» **Job**
Reproduce all of the material below line for line without changing anything, and leave the pictures out of your answer.

-- begin Supplied material --

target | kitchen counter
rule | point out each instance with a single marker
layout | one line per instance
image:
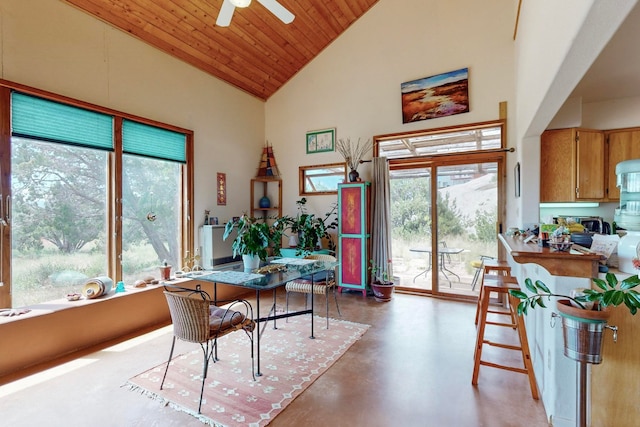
(572, 263)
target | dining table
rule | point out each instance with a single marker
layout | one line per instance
(443, 254)
(233, 274)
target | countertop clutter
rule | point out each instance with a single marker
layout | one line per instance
(578, 262)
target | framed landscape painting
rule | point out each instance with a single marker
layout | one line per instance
(321, 140)
(436, 96)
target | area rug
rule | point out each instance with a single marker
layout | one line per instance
(289, 360)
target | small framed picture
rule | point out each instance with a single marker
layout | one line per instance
(221, 188)
(319, 141)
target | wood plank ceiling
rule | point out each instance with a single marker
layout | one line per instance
(256, 53)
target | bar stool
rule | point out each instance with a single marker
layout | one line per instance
(498, 267)
(501, 285)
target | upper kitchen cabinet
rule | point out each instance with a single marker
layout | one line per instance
(572, 165)
(623, 144)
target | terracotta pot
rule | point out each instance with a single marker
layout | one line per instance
(382, 292)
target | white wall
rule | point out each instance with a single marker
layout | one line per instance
(55, 47)
(354, 84)
(556, 44)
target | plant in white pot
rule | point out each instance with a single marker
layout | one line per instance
(252, 241)
(584, 316)
(585, 312)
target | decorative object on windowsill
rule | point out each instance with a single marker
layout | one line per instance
(191, 262)
(264, 202)
(151, 215)
(268, 167)
(96, 287)
(583, 324)
(120, 287)
(165, 271)
(381, 283)
(353, 154)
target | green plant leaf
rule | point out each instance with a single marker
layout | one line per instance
(607, 297)
(600, 283)
(529, 285)
(630, 282)
(522, 308)
(518, 294)
(542, 287)
(631, 303)
(612, 280)
(635, 295)
(617, 297)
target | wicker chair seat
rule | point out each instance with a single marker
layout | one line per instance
(306, 287)
(197, 319)
(222, 321)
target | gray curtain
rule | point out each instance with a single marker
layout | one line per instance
(381, 219)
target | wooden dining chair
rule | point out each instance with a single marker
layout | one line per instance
(197, 319)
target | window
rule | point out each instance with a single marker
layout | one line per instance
(87, 200)
(321, 179)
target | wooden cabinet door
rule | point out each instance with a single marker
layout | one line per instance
(557, 166)
(590, 165)
(622, 145)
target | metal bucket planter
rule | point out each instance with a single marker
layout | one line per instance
(582, 331)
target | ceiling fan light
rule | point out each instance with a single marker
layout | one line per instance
(240, 3)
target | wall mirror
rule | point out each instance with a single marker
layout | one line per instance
(319, 180)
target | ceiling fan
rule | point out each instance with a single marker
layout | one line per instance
(228, 6)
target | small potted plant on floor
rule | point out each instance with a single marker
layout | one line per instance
(252, 241)
(381, 283)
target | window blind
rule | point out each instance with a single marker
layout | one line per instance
(38, 118)
(151, 141)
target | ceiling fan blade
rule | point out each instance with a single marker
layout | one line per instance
(226, 12)
(278, 10)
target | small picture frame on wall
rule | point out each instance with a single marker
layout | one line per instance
(516, 178)
(319, 141)
(221, 188)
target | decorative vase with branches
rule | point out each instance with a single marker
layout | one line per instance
(353, 154)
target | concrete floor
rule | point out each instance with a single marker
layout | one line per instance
(412, 368)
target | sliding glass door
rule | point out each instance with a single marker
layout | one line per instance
(445, 208)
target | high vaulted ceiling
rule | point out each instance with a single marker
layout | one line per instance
(257, 53)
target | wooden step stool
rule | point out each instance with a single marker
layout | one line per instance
(493, 266)
(501, 285)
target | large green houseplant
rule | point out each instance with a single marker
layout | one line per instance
(254, 237)
(584, 313)
(609, 292)
(311, 229)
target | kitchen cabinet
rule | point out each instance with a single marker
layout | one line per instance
(272, 189)
(623, 144)
(572, 165)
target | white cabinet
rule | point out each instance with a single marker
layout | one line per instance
(213, 249)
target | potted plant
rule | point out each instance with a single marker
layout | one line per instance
(585, 312)
(252, 241)
(310, 229)
(381, 283)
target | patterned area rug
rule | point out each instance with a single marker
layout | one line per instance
(289, 360)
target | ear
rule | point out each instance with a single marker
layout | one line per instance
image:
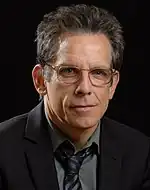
(38, 79)
(114, 84)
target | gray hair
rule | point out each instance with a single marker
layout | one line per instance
(78, 18)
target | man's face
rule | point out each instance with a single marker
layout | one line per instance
(81, 104)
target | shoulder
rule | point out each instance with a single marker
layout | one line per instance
(125, 134)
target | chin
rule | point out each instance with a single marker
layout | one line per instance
(84, 123)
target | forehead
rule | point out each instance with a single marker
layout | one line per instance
(85, 49)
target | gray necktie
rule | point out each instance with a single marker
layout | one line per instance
(71, 163)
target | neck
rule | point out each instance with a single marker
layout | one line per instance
(78, 136)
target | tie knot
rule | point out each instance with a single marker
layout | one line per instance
(71, 162)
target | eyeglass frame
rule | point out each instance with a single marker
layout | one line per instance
(57, 68)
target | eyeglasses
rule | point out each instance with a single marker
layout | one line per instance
(71, 74)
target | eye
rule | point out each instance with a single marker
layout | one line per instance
(99, 72)
(68, 71)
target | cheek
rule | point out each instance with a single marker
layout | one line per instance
(58, 96)
(103, 95)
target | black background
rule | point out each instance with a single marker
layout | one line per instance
(18, 56)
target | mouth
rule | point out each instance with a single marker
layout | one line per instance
(82, 108)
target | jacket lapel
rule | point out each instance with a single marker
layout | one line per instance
(110, 157)
(39, 152)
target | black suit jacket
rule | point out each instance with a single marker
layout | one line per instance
(27, 161)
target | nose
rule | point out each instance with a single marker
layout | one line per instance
(84, 86)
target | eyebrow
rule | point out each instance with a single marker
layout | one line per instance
(92, 67)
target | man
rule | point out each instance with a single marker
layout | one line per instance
(66, 142)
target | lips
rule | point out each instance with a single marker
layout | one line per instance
(82, 108)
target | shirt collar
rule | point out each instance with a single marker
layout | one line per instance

-- end Supplied material --

» **Correct result**
target | kitchen counter
rule | point out each instance with a single marker
layout | one line per instance
image:
(572, 263)
target | dining table
rule | point out each instance with a single marker
layout | one line per instance
(443, 254)
(233, 274)
target | countertop clutter
rule | point out each instance with a single marker
layout | one line per instance
(578, 262)
target | framed landscape painting
rule | point out each instance with a single marker
layout | one line per instance
(321, 140)
(436, 96)
target | area rug
rule | point out each instance with a single marker
layout | one line per instance
(289, 360)
target | small framed picture
rule | point out each instance with a single marker
layout | one line per instance
(221, 188)
(319, 141)
target | wood plank ceiling
rule | point out each instance with a single marker
layout | one line per instance
(256, 53)
target | bar stool
rule | point out each instance with a single marker
layout | one line per instance
(498, 267)
(501, 285)
target | upper kitchen cabinet
rule | point out each instance with a single marker
layout | one line per instance
(572, 165)
(623, 144)
target | terracotta pot
rule | point out each instance with a single marker
layout | one line per instance
(382, 292)
target | white wall
rule | point out each instance with a single marker
layout | one line per instance
(55, 47)
(354, 84)
(556, 44)
target | plant in white pot
rule | point out each instance with a single marker
layout | one line per instance
(252, 241)
(584, 316)
(585, 312)
target | decorative object on windowsill
rule | point out each instance with a single marker
layout | one line per instance
(191, 262)
(264, 202)
(151, 215)
(268, 167)
(96, 287)
(583, 324)
(120, 287)
(165, 271)
(381, 283)
(353, 154)
target | green plant leaf
rule | point out each instance with a single marker
layout | one line per instance
(607, 297)
(600, 283)
(529, 285)
(630, 282)
(522, 308)
(518, 294)
(542, 287)
(631, 303)
(612, 280)
(635, 295)
(617, 297)
target | wicker chair seat
rule | point out each instance with a single marker
layout | one line per instance
(306, 287)
(197, 319)
(222, 321)
target | gray curtain
rule | point out each instance with a single marker
layout | one line per instance
(381, 219)
target | wooden dining chair
rule | point out each instance with a single marker
layout | one line per instance
(197, 319)
target | window
rule | point out each instance with a single marker
layout | one line per instance
(87, 200)
(321, 179)
target | wooden cabinet door
rule | point out each instance with a single marker
layout | one line per instance
(557, 166)
(590, 165)
(622, 145)
target | metal bucket planter
rule | point out each instance with a single marker
layout | one line per instance
(582, 331)
target | ceiling fan light
rule | point out each instance with a single marker
layout | one line per instance
(240, 3)
target | wall mirror
rule | point out each instance with a single marker
layout | one line per instance
(319, 180)
target | ceiling fan
rule | point out each instance with a single marker
layout | one line per instance
(228, 6)
target | small potted plant on floor
rule | point out each instance with a single marker
layout | one line per instance
(252, 241)
(381, 283)
target | window blind
rule | point out each instance with a single marker
layout | one line per instance
(38, 118)
(151, 141)
target | ceiling fan blade
rule | point out each instance with a single marker
layout | one line per instance
(226, 12)
(278, 10)
target | small picture frame on wall
rule | point out each instance with a single marker
layout | one line per instance
(516, 178)
(319, 141)
(221, 188)
target | decorative vase with branches
rule | point out each instance with a single marker
layout | one line per instance
(353, 154)
target | concrete floor
rule | point out each instance with a single marker
layout | one line per instance
(412, 368)
target | sliding glass door
rule | point out each instance with a single marker
layout | one line per instance
(445, 208)
target | high vaulted ceiling
rule | point out each instance with a single marker
layout | one line per instance
(257, 53)
target | wooden step stool
rule | point out each instance with a single marker
layout | one line per instance
(493, 266)
(501, 285)
target | large green houseplant
rule | point out each instance with a single marker
layout | one line per instance
(254, 237)
(584, 313)
(609, 292)
(311, 229)
target | kitchen cabinet
rule | point out each instance with a single marker
layout | one line per instance
(272, 189)
(623, 144)
(572, 165)
target | white cabinet
rule | point out each instance with a single marker
layout | one line per instance
(213, 249)
target | potted plant
rule | point out each instance with a single marker
layout | one line per instance
(585, 312)
(252, 241)
(310, 229)
(381, 283)
target | patterned area rug
rule | point out each instance with a single marker
layout | one line per instance
(289, 360)
target | ear
rule | point out each instance with a single marker
layout | one line per instance
image:
(38, 79)
(114, 84)
target | gray hair
rule | point out each instance with a single marker
layout | one line per instance
(78, 18)
target | man's face
rule | point out each instance with a single marker
layout | one line per instance
(81, 104)
target | shoulder
rule | point out each instance with a single marker
layout | one line per instance
(125, 134)
target | chin
rule | point out each instance with a single marker
layout | one line per instance
(84, 123)
target | forehead
rule | point out each instance with a single marker
layout | one line per instance
(85, 49)
target | gray necktie
rule | point out each instance with a single marker
layout | one line per instance
(71, 163)
target | neck
rule | point out each instance with a single marker
layout | one line per instance
(78, 136)
target | tie knot
rule | point out each instance with a single marker
layout | one line per instance
(71, 162)
target | eyeglass frame
rule | point out each instance with a single marker
layout | one line per instance
(57, 68)
target | eyeglasses
rule | point out each instance with a single marker
layout | one line per instance
(71, 74)
target | eye
rule | point out each instance with a single marker
layout | one line per instance
(99, 72)
(68, 71)
target | cheek
rule | point out each instance with a single marker
layout | one line per instance
(58, 96)
(103, 95)
target | black background
rule | point out each instance with a single marker
layout | one line per instance
(18, 56)
target | mouth
rule | point out each instance with a single marker
layout | one line per instance
(82, 108)
target | jacket lapel
rule | point out each instance with a single marker
layout | one line per instance
(110, 157)
(39, 152)
target | black suit jacket
rule | point out each instance with a single marker
layout | one line per instance
(27, 161)
target | nose
rule | point out each instance with a single marker
layout | one line per instance
(84, 86)
target | eyebrow
rule | point out each instance with a single marker
layout | one line per instance
(92, 67)
target | man
rule | point out each instance with a single marker
layout | one line per instance
(66, 142)
target | lips
rule | point out each instance with a single marker
layout | one line per instance
(82, 108)
target | shirt collar
rule | point out each instance with a single marker
layout | one line per instance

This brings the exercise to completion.